* [EXERCISE DETAILS] Rewrite the part of the data that opens with the line containing "blue sleeve? Mark that spot." and runs to the end, substituting "shirt" for every "jersey" and changing nothing else. Omit the pictures.

* [AVAILABLE RECORDS]
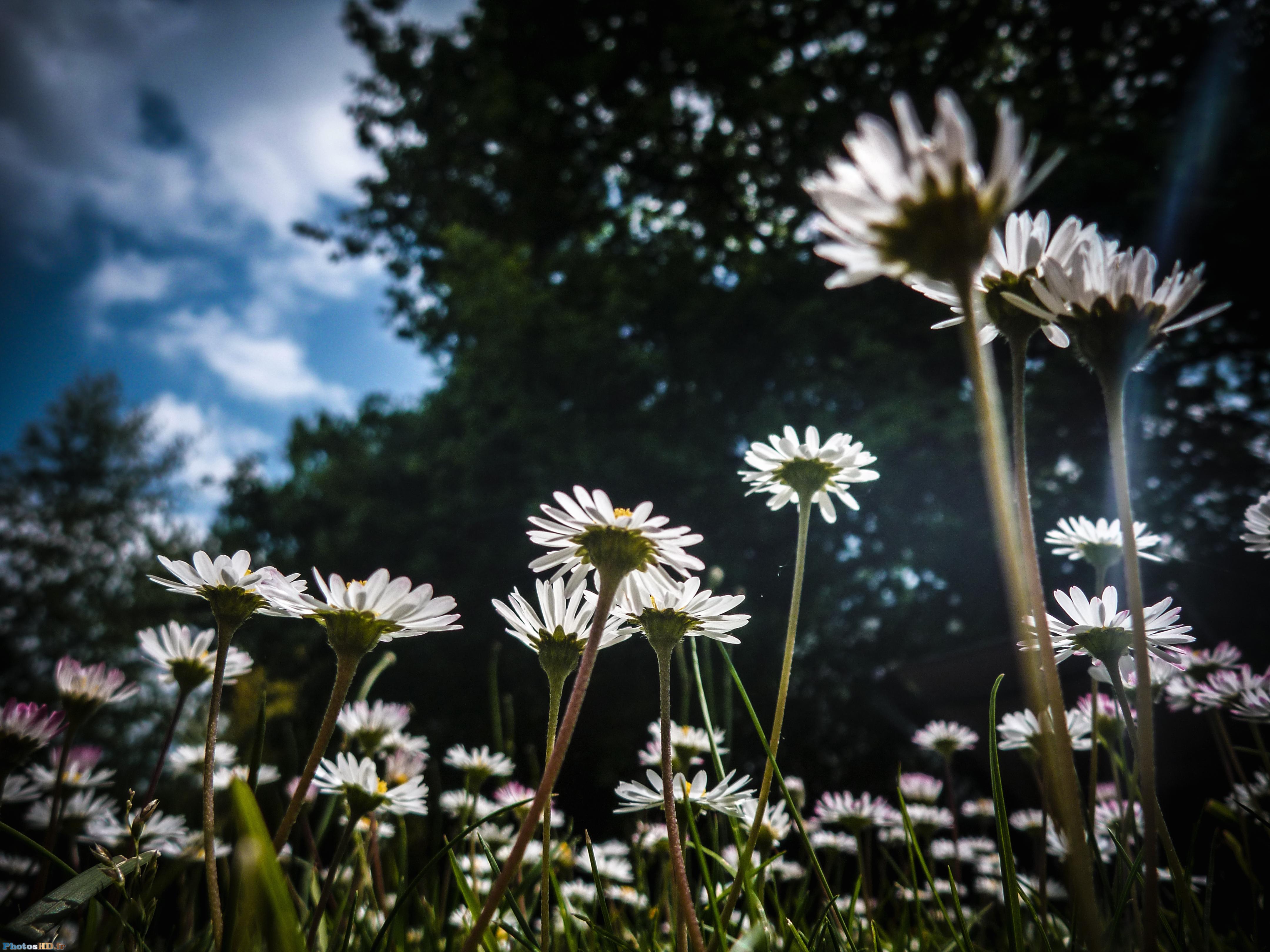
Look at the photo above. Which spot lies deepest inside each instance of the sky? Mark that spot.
(154, 155)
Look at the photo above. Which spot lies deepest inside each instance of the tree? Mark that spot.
(594, 214)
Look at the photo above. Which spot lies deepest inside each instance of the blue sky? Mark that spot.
(154, 155)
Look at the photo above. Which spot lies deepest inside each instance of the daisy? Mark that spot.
(1108, 303)
(587, 532)
(78, 812)
(854, 814)
(1249, 706)
(1100, 544)
(1256, 521)
(920, 787)
(224, 776)
(187, 659)
(81, 771)
(945, 738)
(1100, 631)
(728, 796)
(915, 206)
(364, 790)
(1022, 251)
(776, 823)
(233, 591)
(808, 471)
(87, 688)
(1224, 688)
(667, 610)
(25, 729)
(370, 725)
(689, 744)
(1020, 730)
(479, 763)
(167, 834)
(359, 615)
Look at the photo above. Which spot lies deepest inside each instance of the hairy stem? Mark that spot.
(1113, 395)
(346, 667)
(688, 913)
(556, 690)
(224, 635)
(765, 789)
(609, 584)
(167, 743)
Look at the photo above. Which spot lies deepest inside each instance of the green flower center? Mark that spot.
(943, 234)
(615, 550)
(806, 477)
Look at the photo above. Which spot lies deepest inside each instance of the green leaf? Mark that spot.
(68, 899)
(265, 914)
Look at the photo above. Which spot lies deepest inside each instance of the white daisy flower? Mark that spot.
(1222, 690)
(1100, 631)
(187, 659)
(667, 609)
(1099, 544)
(361, 785)
(1023, 249)
(224, 776)
(362, 614)
(230, 586)
(164, 833)
(689, 746)
(792, 470)
(945, 738)
(25, 729)
(776, 823)
(855, 814)
(920, 787)
(880, 206)
(460, 803)
(479, 763)
(1108, 303)
(1020, 730)
(81, 774)
(370, 725)
(190, 757)
(79, 810)
(84, 688)
(589, 527)
(832, 839)
(1256, 521)
(727, 798)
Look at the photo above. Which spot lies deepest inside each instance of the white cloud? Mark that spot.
(129, 279)
(213, 446)
(255, 363)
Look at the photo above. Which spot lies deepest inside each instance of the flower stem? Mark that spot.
(765, 789)
(346, 667)
(609, 583)
(224, 635)
(1024, 593)
(346, 838)
(1113, 397)
(556, 688)
(665, 657)
(167, 744)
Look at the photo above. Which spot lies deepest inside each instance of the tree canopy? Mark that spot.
(594, 215)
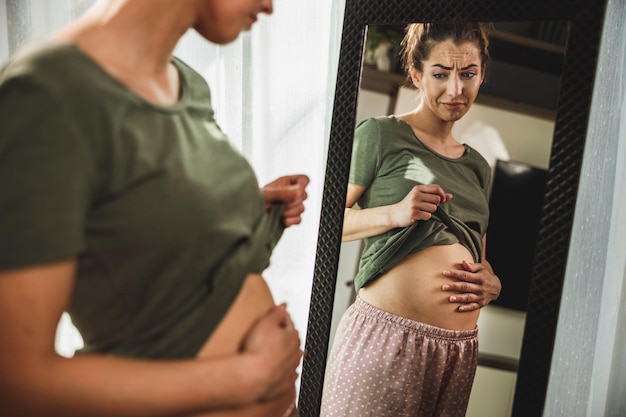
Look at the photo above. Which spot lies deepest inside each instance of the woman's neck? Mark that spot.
(133, 41)
(130, 35)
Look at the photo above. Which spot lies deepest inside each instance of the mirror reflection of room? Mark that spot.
(511, 127)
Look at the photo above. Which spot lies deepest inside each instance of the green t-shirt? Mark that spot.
(389, 160)
(164, 216)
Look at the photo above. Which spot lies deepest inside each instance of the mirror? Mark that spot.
(549, 260)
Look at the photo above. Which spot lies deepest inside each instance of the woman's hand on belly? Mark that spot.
(413, 288)
(275, 341)
(256, 329)
(475, 286)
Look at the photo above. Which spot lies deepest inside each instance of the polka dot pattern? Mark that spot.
(382, 365)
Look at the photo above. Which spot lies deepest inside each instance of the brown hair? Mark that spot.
(420, 38)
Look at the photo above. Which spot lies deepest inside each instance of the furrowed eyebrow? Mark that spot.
(450, 68)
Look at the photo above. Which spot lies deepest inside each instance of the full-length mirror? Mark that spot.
(511, 127)
(527, 119)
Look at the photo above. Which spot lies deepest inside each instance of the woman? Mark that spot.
(124, 204)
(406, 347)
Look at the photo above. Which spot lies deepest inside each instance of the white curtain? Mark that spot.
(273, 91)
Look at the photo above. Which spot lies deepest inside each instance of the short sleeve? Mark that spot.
(365, 153)
(44, 176)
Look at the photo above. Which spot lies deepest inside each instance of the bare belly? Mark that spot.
(412, 289)
(253, 301)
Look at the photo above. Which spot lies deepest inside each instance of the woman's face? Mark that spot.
(221, 21)
(450, 79)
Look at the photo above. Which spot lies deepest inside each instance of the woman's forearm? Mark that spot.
(362, 223)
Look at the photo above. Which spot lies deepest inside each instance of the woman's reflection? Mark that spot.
(408, 344)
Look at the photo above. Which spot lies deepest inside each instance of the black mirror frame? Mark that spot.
(586, 19)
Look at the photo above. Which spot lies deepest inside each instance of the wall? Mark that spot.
(587, 375)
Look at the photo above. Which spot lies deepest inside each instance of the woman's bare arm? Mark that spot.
(36, 381)
(418, 204)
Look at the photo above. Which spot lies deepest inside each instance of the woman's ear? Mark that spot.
(415, 77)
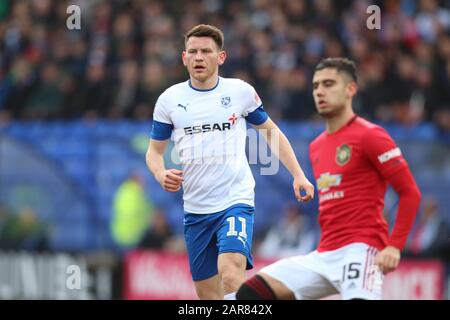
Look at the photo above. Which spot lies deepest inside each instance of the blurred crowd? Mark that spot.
(127, 52)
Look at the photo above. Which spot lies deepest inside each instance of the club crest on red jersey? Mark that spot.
(343, 154)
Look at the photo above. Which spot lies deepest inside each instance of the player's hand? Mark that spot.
(301, 183)
(388, 259)
(170, 180)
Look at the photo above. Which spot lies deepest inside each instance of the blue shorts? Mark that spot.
(208, 235)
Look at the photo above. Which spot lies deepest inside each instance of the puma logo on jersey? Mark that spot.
(181, 106)
(389, 155)
(327, 180)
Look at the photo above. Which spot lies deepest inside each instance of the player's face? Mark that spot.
(332, 92)
(202, 58)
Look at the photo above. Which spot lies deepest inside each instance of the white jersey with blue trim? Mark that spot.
(209, 131)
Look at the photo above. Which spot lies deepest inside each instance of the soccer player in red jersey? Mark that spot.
(353, 162)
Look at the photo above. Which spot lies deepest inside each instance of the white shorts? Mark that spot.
(350, 271)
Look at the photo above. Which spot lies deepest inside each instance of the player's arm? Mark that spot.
(170, 180)
(409, 200)
(388, 160)
(281, 147)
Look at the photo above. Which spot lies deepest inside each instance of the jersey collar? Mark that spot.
(203, 90)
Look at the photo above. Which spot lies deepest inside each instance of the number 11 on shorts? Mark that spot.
(232, 230)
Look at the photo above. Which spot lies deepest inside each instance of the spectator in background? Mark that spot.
(23, 231)
(293, 235)
(431, 236)
(132, 212)
(158, 234)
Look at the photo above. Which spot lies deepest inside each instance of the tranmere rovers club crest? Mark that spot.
(343, 154)
(226, 102)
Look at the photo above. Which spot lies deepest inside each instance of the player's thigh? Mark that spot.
(200, 237)
(234, 261)
(236, 232)
(302, 282)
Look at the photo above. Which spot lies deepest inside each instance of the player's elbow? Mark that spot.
(413, 195)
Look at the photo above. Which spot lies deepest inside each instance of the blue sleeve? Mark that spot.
(161, 130)
(258, 116)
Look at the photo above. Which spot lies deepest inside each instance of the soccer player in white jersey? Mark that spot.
(206, 117)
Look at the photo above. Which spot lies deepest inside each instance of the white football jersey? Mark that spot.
(209, 133)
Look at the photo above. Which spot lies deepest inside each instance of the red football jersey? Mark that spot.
(350, 167)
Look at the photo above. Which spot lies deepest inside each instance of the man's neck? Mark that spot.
(335, 123)
(208, 84)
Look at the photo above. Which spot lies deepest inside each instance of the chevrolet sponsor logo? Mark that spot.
(327, 180)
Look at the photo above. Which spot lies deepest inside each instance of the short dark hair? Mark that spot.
(344, 65)
(206, 30)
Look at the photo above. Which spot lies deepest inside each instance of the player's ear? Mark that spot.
(352, 89)
(222, 57)
(183, 58)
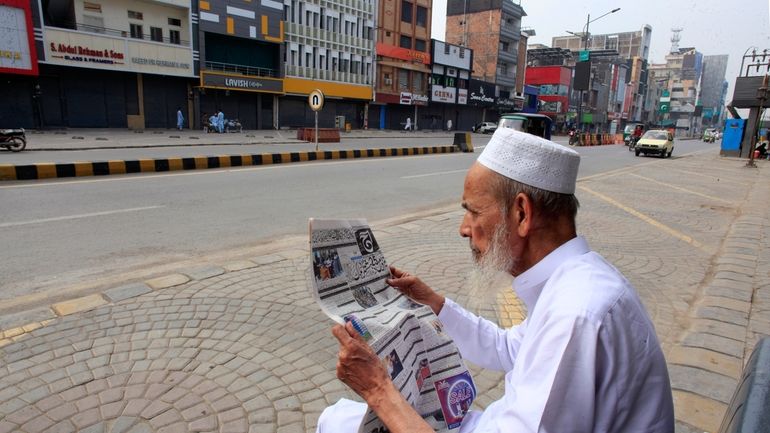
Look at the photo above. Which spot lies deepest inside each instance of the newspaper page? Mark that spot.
(348, 282)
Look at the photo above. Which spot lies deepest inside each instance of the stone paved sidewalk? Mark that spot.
(242, 347)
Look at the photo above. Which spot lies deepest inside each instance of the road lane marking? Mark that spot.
(660, 226)
(72, 217)
(438, 173)
(688, 191)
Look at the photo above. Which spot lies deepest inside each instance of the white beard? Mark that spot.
(483, 281)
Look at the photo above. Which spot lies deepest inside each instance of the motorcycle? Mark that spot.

* [COMPLETED EXERCISE]
Look at the photo above. Which spot lies deepest inside each instance of the blue sleeve? Mark that spot.
(161, 130)
(258, 116)
Look at the photo above. Which spot lies deepest inside each instance of the soccer player in white shirt? Mark that spot.
(206, 117)
Look at the photo above. Which spot lies deepest inside each instance of the white football shirt? Mark that spot.
(209, 133)
Look at the photo above. Which spot lies deepest inside each instance of the red football shirt? Mark that spot.
(350, 167)
Look at the photo above. Which spot lies deepest inside each instance of the man's neck? Mark that spot.
(335, 123)
(208, 84)
Look at the photo above. Which spot lies deepest inside each instance of the chevrolet sponsor logo? Mark that spot.
(327, 180)
Look at the photo above. Which spot lies deepest inside each instance of the short dark hair? Mark that spot.
(344, 65)
(206, 30)
Look at the photo above. Which spot lies deepest inside each instance of the player's ear? Mark that spot.
(352, 89)
(222, 57)
(183, 58)
Look at the photo above. Which spot lies deepest inside each instance of the newspaper page? Mark that spot.
(348, 282)
Look at the photo above. Which spot lies deepest inside each instance of the stone paved sidewalk? Mark that spot.
(242, 347)
Look at the photo above. Which spot lies deepest inside each instance of the road lane marking? Mark that spot.
(660, 226)
(72, 217)
(438, 173)
(688, 191)
Look at the photo above. Which spot lies deepest inside each instance of the white beard? Mark that spot.
(483, 281)
Look at the photo above. Which spot lies deepest inside each instance of the motorcycle? Mark that spot.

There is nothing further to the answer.